My coach paused. I sighed, took a deep breath, and let her question sink in.

What could I tell myself? Honestly, I just wanted a plan from her — from someone wiser, older, and more experienced — so that everything would magically fall into place and I could finally be the happy, shiny, successful person I want to be.

Seconds went by. My mind — tired from racing all morning, all summer, or the last five years, with an anxious search for what to do next and how to get there, the place I want to be — slowed down.

And as my mind softened, my heart opened. It sounds cheesy. And it’s a little hard to explain. But you know that feeling when you see a puppy or a baby and you melt? It felt a bit like that.

It felt like a relief to be reminded that I wasn’t stuck in a situation where nothing had changed in the last year. The truth was that I was feeling frustrated, even shameful, because I hadn’t moved ahead as much as I’d wanted to with my career. Instead, I was still struggling to find a sustainable balance between coaching, teaching, and writing. Just like I had last August.

Over the last year, having so many unanswered questions about work had become overwhelming. And now, with a new season starting, I struggled to see that I had made any progress. So I didn’t know how I could be ok with things how they were, and I didn’t know how to start to change them.

DATA SHOWN
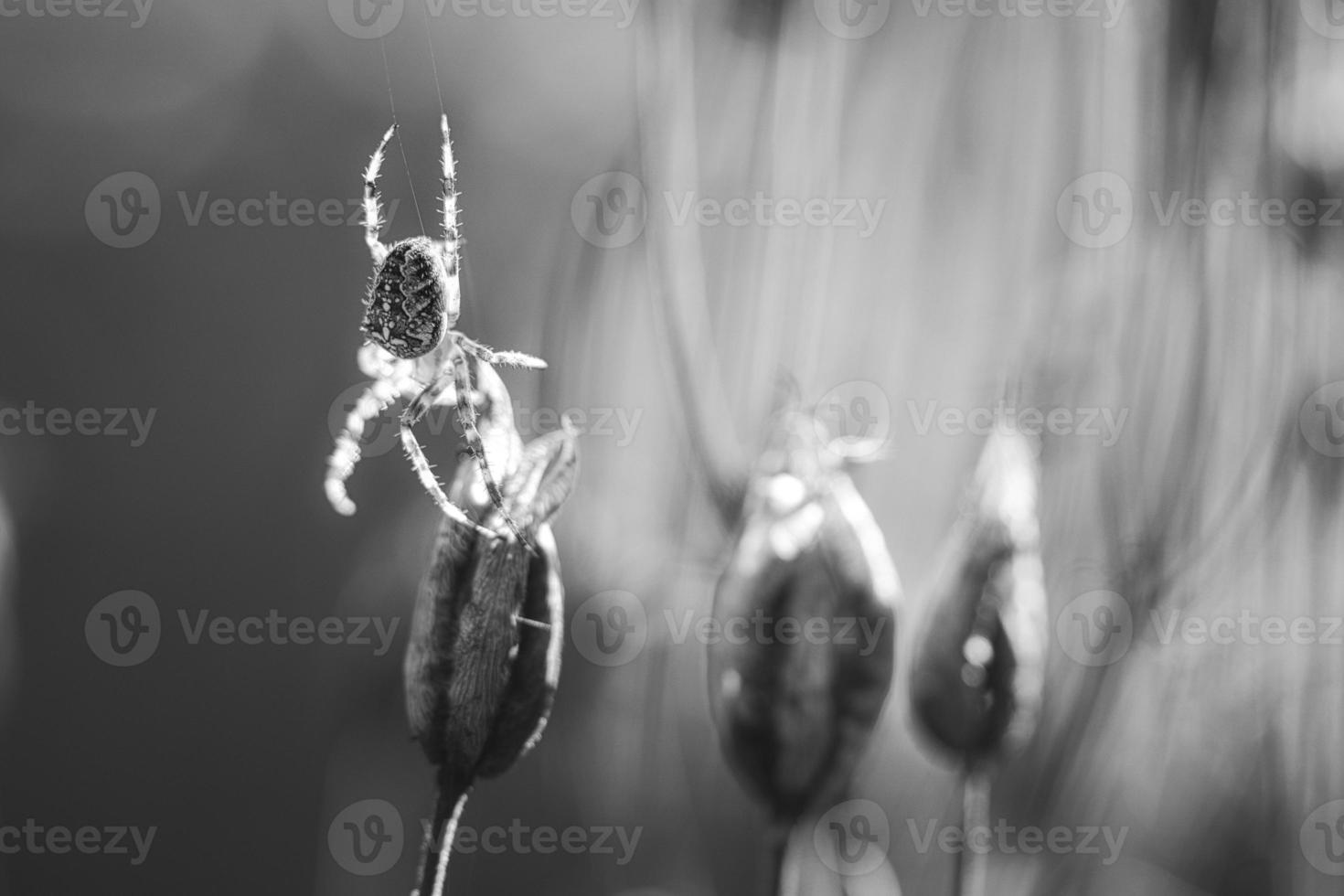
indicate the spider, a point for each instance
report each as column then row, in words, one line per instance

WRITTEN TASK
Print the coaching passage word for word, from "And as my mind" up to and including "bit like that.".

CORRECT RESULT
And as my mind softened, my heart opened. It sounds cheesy. And it’s a little hard to explain. But you know that feeling when you see a puppy or a baby and you melt? It felt a bit like that.